• **Extracted records**:
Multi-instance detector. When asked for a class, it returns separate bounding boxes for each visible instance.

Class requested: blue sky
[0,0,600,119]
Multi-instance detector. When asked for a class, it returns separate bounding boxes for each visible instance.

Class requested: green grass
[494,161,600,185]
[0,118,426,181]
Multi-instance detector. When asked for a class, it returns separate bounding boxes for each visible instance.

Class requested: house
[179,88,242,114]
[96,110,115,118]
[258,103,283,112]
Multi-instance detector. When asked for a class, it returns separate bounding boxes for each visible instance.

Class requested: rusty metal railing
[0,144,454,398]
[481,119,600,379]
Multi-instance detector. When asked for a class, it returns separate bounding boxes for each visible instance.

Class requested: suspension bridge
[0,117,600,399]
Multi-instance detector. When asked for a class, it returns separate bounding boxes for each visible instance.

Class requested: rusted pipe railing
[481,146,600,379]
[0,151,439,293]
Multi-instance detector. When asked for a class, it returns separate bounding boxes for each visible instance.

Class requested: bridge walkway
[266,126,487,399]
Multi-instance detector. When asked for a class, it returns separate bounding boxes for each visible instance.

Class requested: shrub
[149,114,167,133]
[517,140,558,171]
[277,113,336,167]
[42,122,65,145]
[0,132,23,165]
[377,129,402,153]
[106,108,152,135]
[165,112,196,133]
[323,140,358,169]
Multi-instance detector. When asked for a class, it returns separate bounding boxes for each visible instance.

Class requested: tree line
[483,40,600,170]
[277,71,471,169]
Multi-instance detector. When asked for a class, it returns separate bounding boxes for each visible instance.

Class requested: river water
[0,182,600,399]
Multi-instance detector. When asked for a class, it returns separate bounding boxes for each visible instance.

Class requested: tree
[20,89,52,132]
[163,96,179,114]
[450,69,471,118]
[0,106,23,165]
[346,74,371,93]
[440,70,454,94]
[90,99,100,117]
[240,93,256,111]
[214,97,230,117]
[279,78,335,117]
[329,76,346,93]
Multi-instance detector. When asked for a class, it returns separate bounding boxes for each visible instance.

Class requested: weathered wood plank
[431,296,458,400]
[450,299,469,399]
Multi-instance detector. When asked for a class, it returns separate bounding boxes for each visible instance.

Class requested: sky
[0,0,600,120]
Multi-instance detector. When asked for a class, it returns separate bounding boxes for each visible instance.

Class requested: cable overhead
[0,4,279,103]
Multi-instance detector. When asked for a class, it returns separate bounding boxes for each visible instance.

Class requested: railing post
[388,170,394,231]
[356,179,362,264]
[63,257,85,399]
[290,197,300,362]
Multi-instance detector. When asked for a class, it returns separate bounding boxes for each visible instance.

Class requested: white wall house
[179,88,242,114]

--

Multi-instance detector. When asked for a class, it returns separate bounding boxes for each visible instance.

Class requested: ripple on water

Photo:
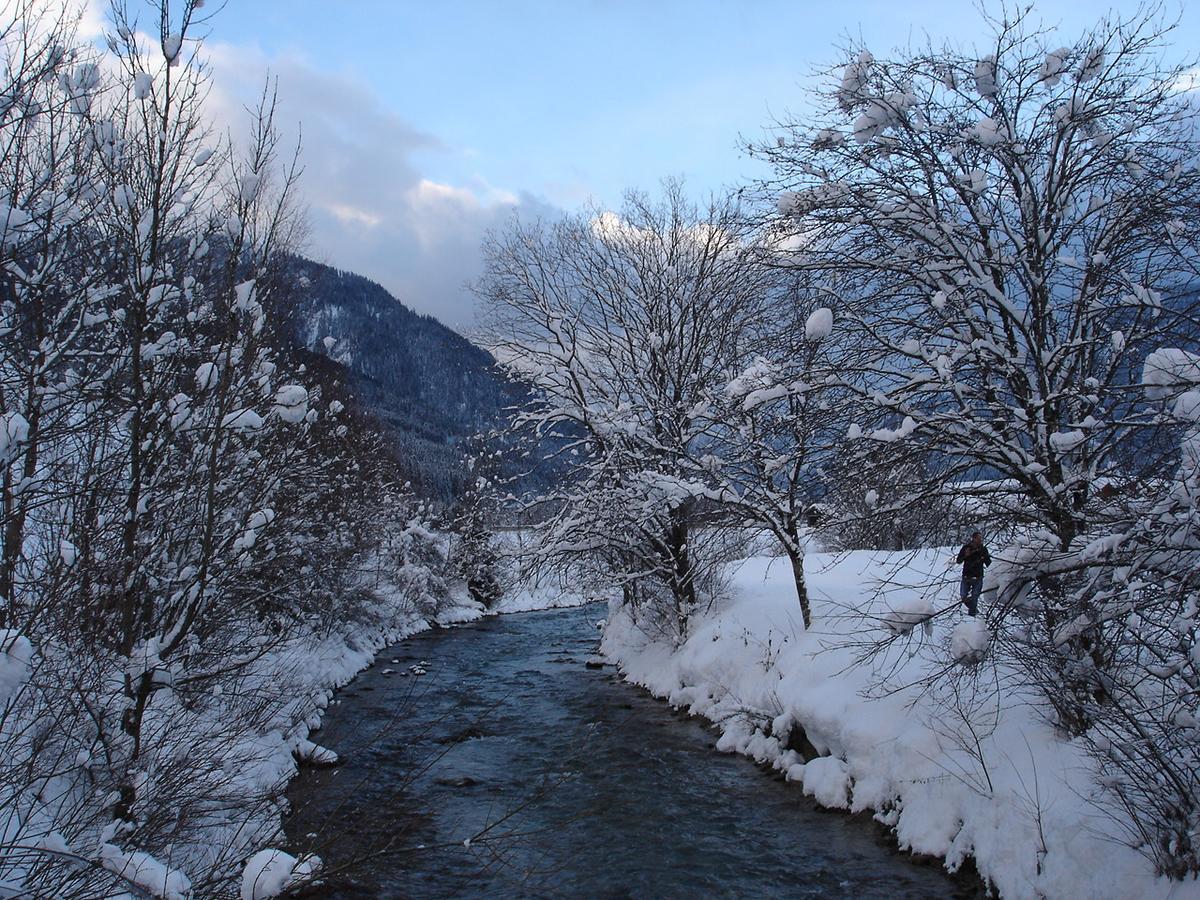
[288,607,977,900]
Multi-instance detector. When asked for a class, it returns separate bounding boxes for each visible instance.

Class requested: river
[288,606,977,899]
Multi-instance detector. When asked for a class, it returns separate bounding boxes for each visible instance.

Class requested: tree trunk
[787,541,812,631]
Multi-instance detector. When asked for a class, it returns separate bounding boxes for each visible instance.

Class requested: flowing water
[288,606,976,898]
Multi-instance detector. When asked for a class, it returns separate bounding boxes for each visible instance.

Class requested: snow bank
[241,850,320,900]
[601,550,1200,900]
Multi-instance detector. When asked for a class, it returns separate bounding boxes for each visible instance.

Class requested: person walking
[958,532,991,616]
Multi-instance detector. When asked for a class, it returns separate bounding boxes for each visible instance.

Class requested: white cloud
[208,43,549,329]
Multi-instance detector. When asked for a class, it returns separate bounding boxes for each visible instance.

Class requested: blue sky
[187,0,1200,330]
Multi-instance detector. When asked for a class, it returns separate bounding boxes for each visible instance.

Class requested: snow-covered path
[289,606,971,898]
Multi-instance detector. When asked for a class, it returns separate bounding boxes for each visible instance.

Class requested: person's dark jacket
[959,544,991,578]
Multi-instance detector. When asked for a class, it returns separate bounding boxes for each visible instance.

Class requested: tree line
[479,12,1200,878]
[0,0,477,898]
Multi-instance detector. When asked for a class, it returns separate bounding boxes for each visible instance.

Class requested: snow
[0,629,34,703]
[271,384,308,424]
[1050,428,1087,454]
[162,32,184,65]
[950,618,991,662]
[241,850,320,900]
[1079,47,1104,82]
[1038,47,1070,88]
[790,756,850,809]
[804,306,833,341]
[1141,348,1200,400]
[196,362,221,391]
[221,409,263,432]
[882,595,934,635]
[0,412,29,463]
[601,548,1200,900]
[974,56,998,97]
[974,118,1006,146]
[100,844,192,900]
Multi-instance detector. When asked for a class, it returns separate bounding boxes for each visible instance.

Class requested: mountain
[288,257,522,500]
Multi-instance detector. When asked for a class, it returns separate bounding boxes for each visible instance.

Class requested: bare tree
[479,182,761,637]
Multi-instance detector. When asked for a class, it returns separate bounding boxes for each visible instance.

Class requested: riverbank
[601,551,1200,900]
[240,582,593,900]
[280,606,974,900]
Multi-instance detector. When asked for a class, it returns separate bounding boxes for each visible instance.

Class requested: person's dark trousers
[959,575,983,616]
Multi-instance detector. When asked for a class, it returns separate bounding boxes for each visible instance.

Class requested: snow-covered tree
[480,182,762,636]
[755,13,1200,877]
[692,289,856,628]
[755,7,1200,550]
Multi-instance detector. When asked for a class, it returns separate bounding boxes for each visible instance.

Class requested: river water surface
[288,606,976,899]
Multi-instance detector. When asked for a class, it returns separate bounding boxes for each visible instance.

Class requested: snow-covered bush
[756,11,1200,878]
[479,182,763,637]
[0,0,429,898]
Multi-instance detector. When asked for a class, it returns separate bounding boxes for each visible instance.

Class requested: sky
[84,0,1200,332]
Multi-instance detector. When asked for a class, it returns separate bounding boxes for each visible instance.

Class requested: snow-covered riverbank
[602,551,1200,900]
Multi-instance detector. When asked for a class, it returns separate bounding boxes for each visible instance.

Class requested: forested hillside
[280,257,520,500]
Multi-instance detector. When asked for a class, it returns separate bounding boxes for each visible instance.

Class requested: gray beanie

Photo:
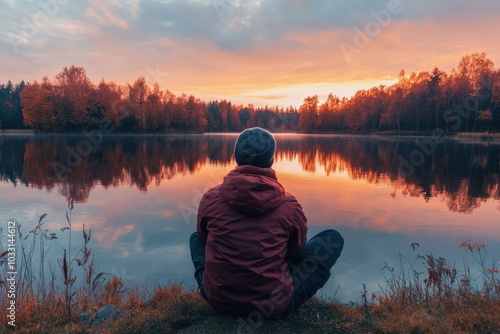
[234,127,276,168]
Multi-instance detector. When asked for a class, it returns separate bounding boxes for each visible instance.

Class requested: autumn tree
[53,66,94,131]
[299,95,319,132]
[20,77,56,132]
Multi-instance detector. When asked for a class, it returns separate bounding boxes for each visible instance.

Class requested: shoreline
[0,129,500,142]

• **What this task involves**: Show every line of the items above that contains the string "dark", copying each one in full. Case counts.

• **The response**:
Class requested: person's dark jacket
Class requested: person's dark trousers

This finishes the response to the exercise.